WRITTEN REQUEST: Give every line again exactly as it appears, please, but not the pictures.
::::::::::
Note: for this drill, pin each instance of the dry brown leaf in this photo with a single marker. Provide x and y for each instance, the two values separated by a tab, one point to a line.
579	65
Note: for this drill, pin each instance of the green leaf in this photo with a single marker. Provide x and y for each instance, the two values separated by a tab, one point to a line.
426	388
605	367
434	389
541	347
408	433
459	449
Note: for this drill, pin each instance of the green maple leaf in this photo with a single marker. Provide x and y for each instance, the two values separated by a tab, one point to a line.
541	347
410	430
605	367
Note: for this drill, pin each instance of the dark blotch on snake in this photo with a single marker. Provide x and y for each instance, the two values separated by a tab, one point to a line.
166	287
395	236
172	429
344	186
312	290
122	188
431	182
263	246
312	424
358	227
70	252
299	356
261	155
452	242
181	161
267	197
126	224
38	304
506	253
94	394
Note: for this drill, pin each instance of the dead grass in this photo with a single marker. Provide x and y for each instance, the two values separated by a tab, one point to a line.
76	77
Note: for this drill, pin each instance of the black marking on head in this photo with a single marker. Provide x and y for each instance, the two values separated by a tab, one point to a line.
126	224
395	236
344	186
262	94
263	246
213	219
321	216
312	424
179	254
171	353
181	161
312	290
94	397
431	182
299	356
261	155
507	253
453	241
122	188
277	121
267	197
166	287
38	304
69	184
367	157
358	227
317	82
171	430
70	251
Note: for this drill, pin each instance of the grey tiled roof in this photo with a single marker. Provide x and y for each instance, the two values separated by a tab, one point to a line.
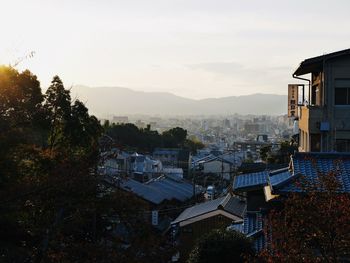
160	189
230	204
251	180
310	165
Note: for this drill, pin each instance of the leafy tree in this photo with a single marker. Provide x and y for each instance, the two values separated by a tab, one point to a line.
58	106
222	246
174	137
47	190
312	225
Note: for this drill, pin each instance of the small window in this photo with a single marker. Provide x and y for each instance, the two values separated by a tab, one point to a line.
342	92
341	96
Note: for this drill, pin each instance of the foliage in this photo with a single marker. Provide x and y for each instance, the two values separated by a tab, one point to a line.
221	246
48	153
313	225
::::::::::
FINAL RESULT:
Note: for this drill, pin each instance of the dry brown leaf in this photo with a single marker. Provide x and y for each instance, the two values separated by a tab, one point to a line.
579	65
Note: for this drill, pin each instance of the green leaf in this photo with a single marker. Provide x and y for each instance, the two values separated by a tab, one point to a line.
426	388
605	367
434	389
541	347
408	433
459	449
Note: for this drill, pin each instance of the green maple leaf in this photo with a single marker. Provide x and y for each instance, the two values separated by a tab, one point to a line.
541	347
410	430
605	367
Note: for this drill, pin each instance of the dark blotch on snake in this photo with a single marker. Provide x and y for each instance, the two values separated by a tab, one point to a line.
166	287
395	236
172	429
344	186
312	290
122	188
431	182
263	246
312	424
358	227
70	252
299	356
261	155
452	242
181	161
267	197
126	224
38	304
506	253
94	394
Note: for this drill, pin each instance of the dead grass in this photo with a single marker. Provide x and y for each instance, the two values separated by a tab, one point to a line.
76	77
Note: for this drill, pin each instance of the black marking on head in this photo with a single marker. Provide x and y for each instance, the two values separated by a tab, one point to a line.
126	224
395	236
344	186
262	94
263	246
213	219
321	216
312	424
179	254
171	353
181	161
312	290
94	397
431	182
299	356
261	155
507	253
453	241
122	188
277	121
267	197
166	287
38	304
69	184
367	157
358	227
317	82
171	430
70	251
Note: for this drill, pin each instance of the grey tiled roof in this photo with a single marker. Provide x and y for each instance, the two values separated by a tab, one point to a line.
160	189
230	204
251	180
310	165
Note: for this drill, pin each instance of the leafy tree in this photo with a single marker. Provide x and y for each instance, the two values separated by a tab, one point to a line.
58	106
222	246
174	137
47	190
312	225
Note: for this drill, pin each instance of the small window in this photo with a single marker. Provide x and y for each instance, the two values separated by a tab, one point to a line.
342	92
341	96
Note: for this drill, pin each instance of the foliage in this photo with a single marker. Provide x and y for each instance, the two values separated by a tab, one point to a line.
221	246
48	153
313	225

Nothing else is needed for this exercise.